▶ _Aufgabenstellung_: Schreibe die Fortsetzung des Textabschnitts über die Opernhighlights von 2021, beginnend nach seinem letzten Satz.

▶ _Textabschnitt_:

^^^^^^^^^^^^^^^^

Hier einige Opernhighlights von 2021:

Carmen von Georges Bizet
Dass die Oper ausschließlich in den unteren Gesellschaftsschichten, bei Soldaten, Schmugglern, spanischen Roma und Fabrikarbeiterinnen spielt, empfand das Pariser Publikum bei der Uraufführung 1875 als schockierend. Auch dass der sterbenden Titelheldin eine Abschiedsarie verweigert wird, empfand man als Ausdruck von Härte und Gewaltsamkeit. Erst mit der Wiener Aufführungsserie begann noch im gleichen Jahr der Siegeszug der „Carmen”. Zwei musikalische Motive prägen die Oper: Der selbstbewusste Refrain des berühmten „Toréador”-Liedes und ein geheimnisvolles, düsteres Motiv, das mit Carmens vorzeitigem und gewaltsamen Tod, der von ihr als schicksalhaft empfundenen wird, in Verbindung steht. Als im Finale in der Stierkampfarena der siegreiche Torero bejubelt wird, während die erstochene Carmen vor ihren Toren zusammenbricht, treffen die beiden Melodien zusammen.
Erstmals wird die weltweit als Carmen gefeierte Anita Rachvelishvili diese Rolle an der Wiener Staatsoper verkörpern, in den Aufführungen im Mai und Juni folgt ihr Michèle Losier. In Wien zuhause, aber erstmals an der Staatsoper zu Gast ist der Dirigent Andrés Orozco-Estrada.
Nachdem Calixto Bieito als Schauspielregisseur Berühmtheit erlangt hatte, war „Carmen” 1999 seine erste große Opernregiearbeit. Seither hat er diese legendäre Inszenierung mehrfach überarbeitet und verfeinert. Für ihn ist Carmen weder die Männerphantasie einer Femme fatale noch Emanzipations-Symbol, sondern eine individuelle Persönlichkeit.
1. März, 26.und 29. Mai, 2., 6. und 9. Juni

Rigoletto von Giuseppe Verdi
„Es gibt kein richtiges Leben im falschen”, lautet einer der bekanntesten Sätze Adornos. Präzise trifft er auf Verdis „Rigoletto” zu: Als Mitläufer des leichtfertigen Herzogs wird der Hofnarr Rigoletto zum Täter und versucht gleichzeitig, seine Tochter Gilda vor der sie umgebenden Welt abzuschirmen. Doch umsonst: Das Lavieren endet in einer Katastrophe, Gilda wird entführt, verführt und opfert schließlich für den haltlosen Herzog ihr Leben.

^^^^^^^^^^^^^^^^

▶ _Bereitgestellte Angaben_:

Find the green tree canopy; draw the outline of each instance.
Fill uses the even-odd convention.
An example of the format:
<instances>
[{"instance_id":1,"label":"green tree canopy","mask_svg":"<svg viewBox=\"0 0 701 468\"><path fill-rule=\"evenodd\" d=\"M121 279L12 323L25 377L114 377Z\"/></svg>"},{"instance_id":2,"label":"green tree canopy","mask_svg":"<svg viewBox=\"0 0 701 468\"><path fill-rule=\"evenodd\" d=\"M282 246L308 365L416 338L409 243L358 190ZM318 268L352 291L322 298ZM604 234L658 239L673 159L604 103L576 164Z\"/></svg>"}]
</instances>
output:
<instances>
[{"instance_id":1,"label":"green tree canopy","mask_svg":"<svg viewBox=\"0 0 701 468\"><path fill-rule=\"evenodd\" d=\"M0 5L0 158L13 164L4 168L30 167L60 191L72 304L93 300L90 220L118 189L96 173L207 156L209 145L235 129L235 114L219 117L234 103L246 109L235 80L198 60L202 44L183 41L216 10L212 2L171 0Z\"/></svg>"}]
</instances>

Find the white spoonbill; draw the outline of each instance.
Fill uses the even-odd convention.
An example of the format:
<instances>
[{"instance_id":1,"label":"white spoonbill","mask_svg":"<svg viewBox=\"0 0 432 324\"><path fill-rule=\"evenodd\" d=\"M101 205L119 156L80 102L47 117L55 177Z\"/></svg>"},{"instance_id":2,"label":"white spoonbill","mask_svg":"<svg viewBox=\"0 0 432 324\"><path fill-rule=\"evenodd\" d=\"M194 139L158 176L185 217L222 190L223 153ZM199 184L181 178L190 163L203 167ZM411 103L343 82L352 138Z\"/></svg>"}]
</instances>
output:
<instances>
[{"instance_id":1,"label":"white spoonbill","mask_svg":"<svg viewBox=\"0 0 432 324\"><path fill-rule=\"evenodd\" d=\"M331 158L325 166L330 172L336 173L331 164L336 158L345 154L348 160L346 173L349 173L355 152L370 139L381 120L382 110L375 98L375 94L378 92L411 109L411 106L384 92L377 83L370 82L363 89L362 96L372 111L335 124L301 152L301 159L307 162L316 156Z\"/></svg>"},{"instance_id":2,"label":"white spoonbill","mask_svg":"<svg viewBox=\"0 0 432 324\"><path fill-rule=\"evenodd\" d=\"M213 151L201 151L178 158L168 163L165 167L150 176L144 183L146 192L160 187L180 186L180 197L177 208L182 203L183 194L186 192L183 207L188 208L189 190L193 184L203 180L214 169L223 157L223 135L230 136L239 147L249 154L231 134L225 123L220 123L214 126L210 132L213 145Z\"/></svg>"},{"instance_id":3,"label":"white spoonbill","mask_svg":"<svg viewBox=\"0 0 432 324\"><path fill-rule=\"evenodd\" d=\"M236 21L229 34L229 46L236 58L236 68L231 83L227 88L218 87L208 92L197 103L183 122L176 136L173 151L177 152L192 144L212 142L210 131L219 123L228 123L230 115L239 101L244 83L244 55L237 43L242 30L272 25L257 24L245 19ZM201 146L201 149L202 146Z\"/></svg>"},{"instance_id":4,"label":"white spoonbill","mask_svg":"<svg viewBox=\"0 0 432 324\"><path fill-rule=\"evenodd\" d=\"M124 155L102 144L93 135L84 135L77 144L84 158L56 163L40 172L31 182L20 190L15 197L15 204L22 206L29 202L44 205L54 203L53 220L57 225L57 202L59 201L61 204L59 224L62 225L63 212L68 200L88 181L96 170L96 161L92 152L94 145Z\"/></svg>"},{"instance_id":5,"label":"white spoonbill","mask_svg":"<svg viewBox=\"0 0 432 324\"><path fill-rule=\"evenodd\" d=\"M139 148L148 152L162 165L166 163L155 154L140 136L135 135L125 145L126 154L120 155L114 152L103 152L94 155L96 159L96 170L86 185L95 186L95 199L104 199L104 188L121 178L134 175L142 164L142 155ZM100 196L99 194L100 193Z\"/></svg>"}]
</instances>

^^^^^^^^^^^^^^^^

▶ _Ergebnis_:
Der US-ameri­kanische Bassbariton Quinn Kelsey wird als Rigoletto in einer seiner Paraderollen sein Staatsopern-Debüt geben, Nina Minasyan singt als Gilda ebenfalls erstmals im Haus am Ring.
21., 24., 27. und 30. März

Parsifal von Richard Wagner
Die Handlung spielt in der Zeit der christlichen reconquista auf der teilweise arabisch besetzten spanischen Halbinsel. Der dort wirkende Männerbund der Gralsritter ist in die Krise geraten. Denn immer wieder desertieren Ritter in das Gegenreich des Zauberers Klingsor, der sich in seinem Streben nach sexueller Askese selbst entmannt hatte und vom Kreis der Ritter zuvor zurückgewiesen worden war. Seine Kastration gab Klingsor die Macht, Frauen zu beherrschen. Diese setzt er nun ein, um die keuschen christlichen Ritter zu Fall zu bringen. Sogar den Gralskönig Amfortas konnte er zu einem Fehltritt verleiten, bei dem er ihm seinen heiligen Speer entwendete und eine unheilbare Wunde schlug. Dadurch ist Amfortas seine rituelle Pflicht der Gralsenthüllung zur Tortur geworden, die er nur noch unter dem Druck seines »im Grabe lebenden« Vaters vollzieht und nach dessen Tod gänzlich verweigert. Einzig einem »reinen Toren« ist es bestimmt, den Sündenfall des Gralskönigs rückgängig zu machen und seine verheerenden Folgen aufzuheben. Eine entscheidende Rolle bei diesem Erlösungswerk kommt einer rätselhaften Frau zu, die unter verschiedenen Identitäten sowohl auf dem Gebiet der Gralsburg als auch in Klingsors Zauberschloss unterwegs ist.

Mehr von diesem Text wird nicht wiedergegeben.